▸ **TASK INSTRUCTIONS**: The answer should be a single number: how many lines of the entries below hold the word "forewing".

--- INFORMATION SHOWN Enclosed Below ---

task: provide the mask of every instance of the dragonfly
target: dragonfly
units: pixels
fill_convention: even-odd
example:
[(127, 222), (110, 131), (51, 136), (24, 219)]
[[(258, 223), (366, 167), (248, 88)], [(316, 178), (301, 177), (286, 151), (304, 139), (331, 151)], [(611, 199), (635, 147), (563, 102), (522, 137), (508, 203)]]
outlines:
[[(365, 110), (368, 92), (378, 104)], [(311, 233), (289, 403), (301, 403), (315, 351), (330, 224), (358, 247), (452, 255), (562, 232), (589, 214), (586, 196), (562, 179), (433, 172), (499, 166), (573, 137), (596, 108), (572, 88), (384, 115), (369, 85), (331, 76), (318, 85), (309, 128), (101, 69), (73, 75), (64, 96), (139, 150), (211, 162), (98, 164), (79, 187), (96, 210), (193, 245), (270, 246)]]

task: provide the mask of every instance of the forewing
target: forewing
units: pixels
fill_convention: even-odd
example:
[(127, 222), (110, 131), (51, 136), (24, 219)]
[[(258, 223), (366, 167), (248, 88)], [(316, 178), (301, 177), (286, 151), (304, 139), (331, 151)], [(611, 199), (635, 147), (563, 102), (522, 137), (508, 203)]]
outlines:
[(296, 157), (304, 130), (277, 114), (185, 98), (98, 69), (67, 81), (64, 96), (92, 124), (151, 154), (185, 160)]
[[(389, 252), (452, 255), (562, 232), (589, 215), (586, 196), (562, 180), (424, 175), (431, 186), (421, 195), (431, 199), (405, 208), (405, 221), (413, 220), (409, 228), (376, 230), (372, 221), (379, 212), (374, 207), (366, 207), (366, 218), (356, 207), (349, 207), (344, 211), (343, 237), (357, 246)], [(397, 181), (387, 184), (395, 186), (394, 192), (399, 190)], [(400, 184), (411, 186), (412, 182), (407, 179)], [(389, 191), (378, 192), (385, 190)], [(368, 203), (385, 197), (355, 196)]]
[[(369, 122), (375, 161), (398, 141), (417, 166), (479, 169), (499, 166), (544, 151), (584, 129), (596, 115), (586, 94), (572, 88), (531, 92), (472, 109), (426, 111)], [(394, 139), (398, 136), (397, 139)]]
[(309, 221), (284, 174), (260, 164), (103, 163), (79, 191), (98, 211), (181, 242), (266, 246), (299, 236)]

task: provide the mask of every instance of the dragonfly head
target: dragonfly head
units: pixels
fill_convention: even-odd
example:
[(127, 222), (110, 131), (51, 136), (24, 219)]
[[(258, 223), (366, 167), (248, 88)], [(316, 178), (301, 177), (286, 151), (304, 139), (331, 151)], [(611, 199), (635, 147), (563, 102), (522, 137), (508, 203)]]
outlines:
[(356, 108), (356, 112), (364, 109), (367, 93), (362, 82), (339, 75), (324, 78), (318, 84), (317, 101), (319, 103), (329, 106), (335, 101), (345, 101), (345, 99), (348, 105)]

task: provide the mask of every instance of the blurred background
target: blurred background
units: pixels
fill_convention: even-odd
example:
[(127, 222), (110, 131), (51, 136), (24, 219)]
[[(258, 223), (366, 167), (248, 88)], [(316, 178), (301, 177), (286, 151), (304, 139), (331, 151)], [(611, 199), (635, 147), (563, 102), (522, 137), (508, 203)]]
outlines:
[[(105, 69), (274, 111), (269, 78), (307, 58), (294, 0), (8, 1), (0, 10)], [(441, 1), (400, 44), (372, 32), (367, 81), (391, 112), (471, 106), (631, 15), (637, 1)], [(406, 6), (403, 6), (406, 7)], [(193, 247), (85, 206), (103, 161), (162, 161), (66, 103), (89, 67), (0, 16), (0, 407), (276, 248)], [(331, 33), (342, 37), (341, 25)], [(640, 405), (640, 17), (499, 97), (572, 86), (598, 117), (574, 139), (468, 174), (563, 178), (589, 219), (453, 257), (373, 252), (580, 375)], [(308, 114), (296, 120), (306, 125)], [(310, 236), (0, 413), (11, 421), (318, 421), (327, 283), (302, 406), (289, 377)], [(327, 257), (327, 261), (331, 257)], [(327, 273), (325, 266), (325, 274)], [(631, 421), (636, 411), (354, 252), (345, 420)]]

--- End of Enclosed INFORMATION SHOWN ---

▸ **WRITTEN REPLY**: 2